*** Supplied information ***

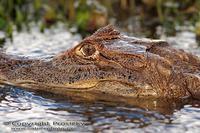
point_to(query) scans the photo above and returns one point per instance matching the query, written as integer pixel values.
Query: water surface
(21, 108)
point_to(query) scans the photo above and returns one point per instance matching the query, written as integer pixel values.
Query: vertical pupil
(88, 50)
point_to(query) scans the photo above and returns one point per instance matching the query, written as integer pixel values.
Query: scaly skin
(110, 63)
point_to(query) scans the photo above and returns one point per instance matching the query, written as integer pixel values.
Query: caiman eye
(88, 50)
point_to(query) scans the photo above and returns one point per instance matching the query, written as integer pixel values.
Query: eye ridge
(88, 50)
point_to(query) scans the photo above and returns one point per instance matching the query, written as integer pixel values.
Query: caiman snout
(109, 63)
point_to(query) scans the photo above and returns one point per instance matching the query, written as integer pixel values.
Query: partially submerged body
(109, 63)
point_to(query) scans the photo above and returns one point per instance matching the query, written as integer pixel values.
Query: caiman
(109, 63)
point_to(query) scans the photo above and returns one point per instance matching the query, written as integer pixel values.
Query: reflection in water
(21, 105)
(120, 114)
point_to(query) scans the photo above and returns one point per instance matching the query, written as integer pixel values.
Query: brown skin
(109, 63)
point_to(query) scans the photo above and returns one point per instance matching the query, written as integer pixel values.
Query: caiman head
(106, 62)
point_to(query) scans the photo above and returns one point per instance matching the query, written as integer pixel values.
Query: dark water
(28, 111)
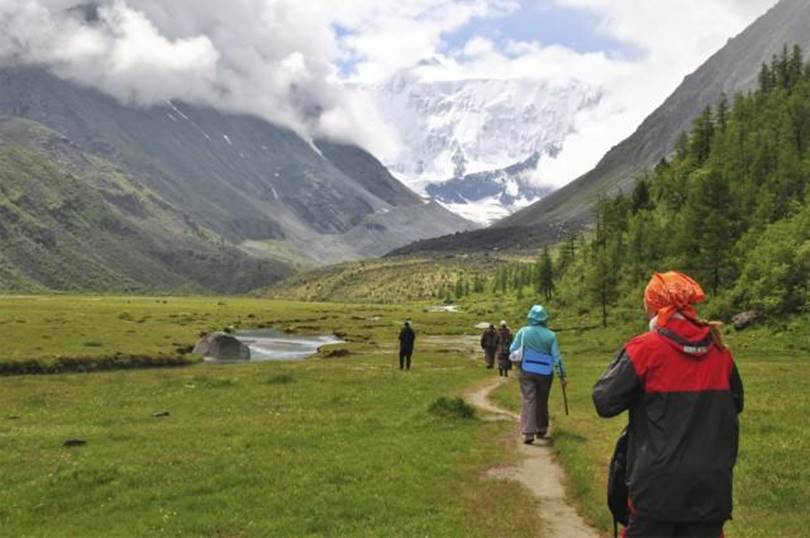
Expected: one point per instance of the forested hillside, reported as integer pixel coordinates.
(730, 205)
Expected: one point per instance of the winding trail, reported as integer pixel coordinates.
(540, 473)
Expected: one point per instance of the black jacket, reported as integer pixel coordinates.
(683, 393)
(489, 340)
(406, 339)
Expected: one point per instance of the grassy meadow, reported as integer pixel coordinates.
(333, 447)
(336, 447)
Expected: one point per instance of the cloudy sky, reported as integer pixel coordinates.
(288, 60)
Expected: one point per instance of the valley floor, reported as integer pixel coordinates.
(343, 447)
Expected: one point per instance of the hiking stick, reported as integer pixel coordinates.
(565, 398)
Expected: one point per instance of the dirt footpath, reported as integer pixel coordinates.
(541, 474)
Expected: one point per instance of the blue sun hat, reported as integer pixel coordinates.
(538, 315)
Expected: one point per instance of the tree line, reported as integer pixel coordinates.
(728, 206)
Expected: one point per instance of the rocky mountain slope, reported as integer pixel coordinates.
(732, 69)
(257, 190)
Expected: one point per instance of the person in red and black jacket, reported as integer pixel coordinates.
(683, 392)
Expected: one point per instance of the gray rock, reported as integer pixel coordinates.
(745, 319)
(222, 346)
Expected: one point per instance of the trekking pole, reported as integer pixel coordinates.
(565, 398)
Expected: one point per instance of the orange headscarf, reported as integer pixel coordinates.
(672, 292)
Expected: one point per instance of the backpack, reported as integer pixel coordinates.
(618, 492)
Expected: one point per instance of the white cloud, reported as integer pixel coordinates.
(675, 37)
(280, 59)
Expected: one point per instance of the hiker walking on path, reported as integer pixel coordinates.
(539, 353)
(489, 343)
(406, 339)
(504, 342)
(684, 393)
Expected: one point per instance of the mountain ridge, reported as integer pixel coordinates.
(257, 188)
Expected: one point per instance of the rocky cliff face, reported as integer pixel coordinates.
(732, 69)
(259, 190)
(469, 144)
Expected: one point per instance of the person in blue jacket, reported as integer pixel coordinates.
(540, 357)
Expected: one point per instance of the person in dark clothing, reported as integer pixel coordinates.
(407, 337)
(504, 341)
(683, 392)
(489, 343)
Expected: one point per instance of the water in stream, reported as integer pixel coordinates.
(273, 345)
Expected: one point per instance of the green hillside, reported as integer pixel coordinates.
(730, 207)
(73, 221)
(394, 280)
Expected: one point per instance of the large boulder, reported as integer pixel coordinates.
(745, 319)
(223, 347)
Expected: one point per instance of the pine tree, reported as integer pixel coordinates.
(545, 275)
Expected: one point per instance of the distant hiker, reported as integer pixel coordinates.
(504, 341)
(406, 339)
(539, 354)
(489, 343)
(684, 393)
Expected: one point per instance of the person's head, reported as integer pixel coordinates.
(671, 292)
(538, 315)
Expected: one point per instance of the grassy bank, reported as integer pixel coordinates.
(772, 480)
(338, 447)
(48, 334)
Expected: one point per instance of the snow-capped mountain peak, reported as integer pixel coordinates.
(477, 142)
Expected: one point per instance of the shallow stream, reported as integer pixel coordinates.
(273, 345)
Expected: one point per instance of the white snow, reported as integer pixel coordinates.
(455, 128)
(177, 110)
(487, 210)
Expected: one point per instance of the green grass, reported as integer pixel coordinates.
(342, 446)
(772, 476)
(336, 447)
(82, 331)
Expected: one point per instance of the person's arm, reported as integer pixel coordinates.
(557, 356)
(517, 342)
(737, 388)
(617, 388)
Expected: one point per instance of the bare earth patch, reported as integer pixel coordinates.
(540, 473)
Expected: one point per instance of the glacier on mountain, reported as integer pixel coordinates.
(466, 143)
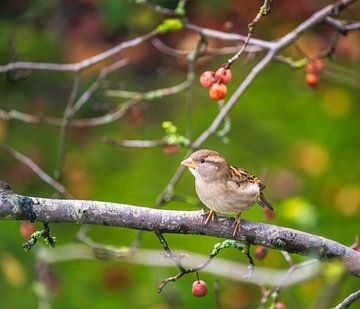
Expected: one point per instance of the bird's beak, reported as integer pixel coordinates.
(189, 163)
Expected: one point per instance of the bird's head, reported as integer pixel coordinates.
(207, 164)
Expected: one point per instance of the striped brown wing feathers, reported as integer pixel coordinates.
(241, 176)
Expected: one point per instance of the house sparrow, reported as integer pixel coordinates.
(222, 187)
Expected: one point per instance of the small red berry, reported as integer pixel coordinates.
(280, 306)
(171, 149)
(315, 66)
(199, 288)
(260, 252)
(207, 79)
(269, 214)
(312, 80)
(223, 75)
(217, 92)
(27, 229)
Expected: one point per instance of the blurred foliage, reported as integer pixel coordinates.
(307, 141)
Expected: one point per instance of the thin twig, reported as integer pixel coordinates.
(77, 67)
(38, 171)
(64, 126)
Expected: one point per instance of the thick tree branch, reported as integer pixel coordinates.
(171, 221)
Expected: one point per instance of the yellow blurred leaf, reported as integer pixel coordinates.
(3, 130)
(333, 271)
(336, 102)
(347, 200)
(298, 210)
(13, 270)
(77, 176)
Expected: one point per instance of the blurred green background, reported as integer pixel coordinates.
(306, 140)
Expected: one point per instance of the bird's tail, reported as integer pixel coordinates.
(264, 203)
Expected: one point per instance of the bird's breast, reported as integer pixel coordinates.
(225, 198)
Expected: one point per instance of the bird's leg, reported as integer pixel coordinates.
(209, 215)
(236, 224)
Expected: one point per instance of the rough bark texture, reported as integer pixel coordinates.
(18, 207)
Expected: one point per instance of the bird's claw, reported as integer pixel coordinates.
(209, 215)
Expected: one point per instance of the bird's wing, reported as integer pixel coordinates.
(242, 176)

***

Hand back the data exactly as it appears, with all pictures cut.

#### [Task answer]
point_to(query) scans the photo above and returns one point per instance matching the query, written as integer pixel values.
Query: water surface
(21, 108)
point_to(query) scans the photo above and returns one point per instance matching the query, written as integer pixel values.
Query: vertical pupil
(88, 50)
point_to(query) scans the photo above and returns one point per instance matching the query, written as integer pixel values.
Query: scaly skin
(110, 63)
point_to(query) scans the photo above and returns one point per instance matching the query, written as integer pixel values.
Query: caiman eye
(88, 50)
point_to(query) scans the photo above and returns one point per instance matching the query, written as integer pixel values.
Query: eye ridge
(88, 50)
point_to(query) scans the photo above and returns one point per instance matching the query, written as integer pixel values.
Query: caiman snout
(109, 63)
point_to(query) scans the photo above and returns one point per instance matching the query, written as integer pixel values.
Query: partially submerged body
(109, 63)
point_to(query) scans the photo above and returns one point per instance matching the query, written as integer pixel values.
Query: caiman
(109, 63)
point_to(query) scans the photo above and returns one point per instance matching the query, written as integer pixel values.
Query: reflection in water
(21, 105)
(120, 114)
point_to(query) scans the photo above and returns one point per instance matching the query, written as integer pixel values.
Query: brown skin
(109, 63)
point_to(query) scans the photo above and returns one point per instance matching the query, written as integer pixel values.
Query: caiman head
(106, 62)
point_to(query) scans the photo above and returns one point per instance matching the query, written as integer pixel values.
Query: dark water
(28, 111)
Expected: one point per instance of the forested hillside, reported as integer pixel coordinates.
(730, 205)
Expected: one point per instance of the winding trail, reported as integer pixel coordinates.
(540, 473)
Expected: one point per instance of the black jacket, reported as integer pixel coordinates.
(683, 393)
(489, 340)
(406, 339)
Expected: one point per instance of the grassy meadow, reported as integer pixel coordinates.
(333, 447)
(336, 447)
Expected: one point per instance of the cloudy sky, reported as integer pixel coordinates.
(288, 60)
Expected: one point per instance of the valley floor, reported as integer pixel coordinates.
(343, 447)
Expected: one point per instance of the hiking stick, reported as integer pixel coordinates.
(565, 398)
Expected: one point per instance of the dirt footpath, reported as integer pixel coordinates.
(541, 474)
Expected: one point per instance of the blue sun hat, reported as integer pixel coordinates.
(538, 315)
Expected: one point per instance of the tree line, reported as integer pixel coordinates.
(728, 206)
Expected: one point per instance of the rocky mountain slope, reported as integer pixel coordinates.
(732, 69)
(257, 190)
Expected: one point per instance of the person in red and black jacket, reported as integer pixel coordinates.
(683, 392)
Expected: one point per instance of the gray rock, reported as integer pixel coordinates.
(745, 319)
(222, 346)
Expected: one point per instance of the trekking pole, reported as integer pixel coordinates.
(565, 398)
Expected: one point per instance of the orange headscarf, reported as integer pixel coordinates.
(672, 292)
Expected: one point per instance of the backpack, reported as integer pixel coordinates.
(618, 492)
Expected: one point per instance of the white cloud, reported as integer pixel coordinates.
(675, 37)
(280, 59)
Expected: one point per instance of the hiker walking on path, reported as integer pixel coordinates.
(539, 353)
(489, 343)
(406, 339)
(504, 342)
(684, 393)
Expected: one point per instance of the mountain ridge, reported as integer pixel coordinates.
(257, 188)
Expected: one point per instance of the rocky cliff face, reported as integer pixel coordinates.
(732, 69)
(259, 190)
(469, 144)
Expected: one point per instance of the person in blue jacket, reported as integer pixel coordinates.
(540, 357)
Expected: one point per instance of the person in dark clothing, reported as integer pixel coordinates.
(407, 337)
(504, 341)
(683, 392)
(489, 343)
Expected: one point per instance of the water in stream, reported as integer pixel coordinates.
(273, 345)
Expected: one point per instance of the green hillside, reported as integer pixel coordinates.
(730, 207)
(73, 221)
(394, 280)
Expected: one point per instance of the large boulder, reported as integer pixel coordinates.
(745, 319)
(223, 347)
Expected: one point per instance of the pine tree, reported as integer pixel coordinates.
(545, 275)
Expected: one point per instance of the distant hiker, reported as integer pixel coordinates.
(504, 341)
(406, 339)
(539, 354)
(489, 343)
(684, 393)
Expected: one point per instance of the person's head, reported as integer pixel coordinates.
(671, 292)
(538, 315)
Expected: one point per instance of the grassy bank, reported as integer pixel coordinates.
(772, 480)
(338, 447)
(48, 334)
Expected: one point per instance of the snow-capped mountain peak, reported as integer pixel coordinates.
(477, 142)
Expected: one point per instance of the shallow stream, reported as integer pixel coordinates.
(273, 345)
Expected: one point per instance of the white snow, reported as integer pixel coordinates.
(455, 128)
(177, 110)
(487, 210)
Expected: one point per instance of the green grass, reported as integer pixel coordinates.
(342, 446)
(772, 476)
(336, 447)
(82, 331)
Expected: one point per instance of the person's arm, reported as integer pixel coordinates.
(557, 356)
(517, 342)
(737, 388)
(617, 388)
Expected: one point per instance of the bare earth patch, reported as integer pixel coordinates.
(540, 473)
Expected: one point per instance of the glacier on mountain, reported as integer pixel coordinates.
(466, 143)
Expected: one point per instance of the bird's beak, reported as integer pixel coordinates.
(189, 163)
Expected: one point per instance of the bird's head, reported as integer pixel coordinates.
(207, 164)
Expected: one point per instance of the striped brown wing feathers, reported as integer pixel coordinates.
(241, 176)
Expected: one point per instance of the house sparrow, reported as integer pixel coordinates.
(222, 187)
Expected: one point per instance of the small red berry, reported as integer pixel coordinates.
(280, 306)
(171, 149)
(315, 66)
(199, 288)
(260, 252)
(207, 79)
(269, 214)
(312, 80)
(223, 75)
(217, 92)
(27, 229)
Expected: one point per instance of the blurred foliage, reported as integer pixel coordinates.
(307, 141)
Expected: one point per instance of the thin twig, reported as integer pixel coordinates.
(77, 67)
(38, 171)
(64, 126)
Expected: one point per instance of the thick tree branch, reported as integer pixel coordinates.
(171, 221)
Expected: one point per instance of the yellow blurred leaf, reported as integer pixel coordinates.
(3, 130)
(333, 271)
(336, 102)
(347, 200)
(298, 210)
(13, 270)
(77, 176)
Expected: one point per instance of the blurred green background, reported as integer pixel coordinates.
(306, 140)
Expected: one point per instance of the bird's tail, reported as integer pixel coordinates.
(264, 203)
Expected: one point per instance of the bird's breast, reported as integer pixel coordinates.
(225, 198)
Expected: one point per instance of the bird's leg, reported as integer pixel coordinates.
(209, 215)
(236, 224)
Expected: one point per instance of the rough bark texture, reported as integer pixel coordinates.
(18, 207)
Expected: one point per instance of the bird's claw, reported as integer pixel coordinates.
(209, 215)
Expected: one point per instance of the bird's wing, reported as integer pixel coordinates.
(242, 176)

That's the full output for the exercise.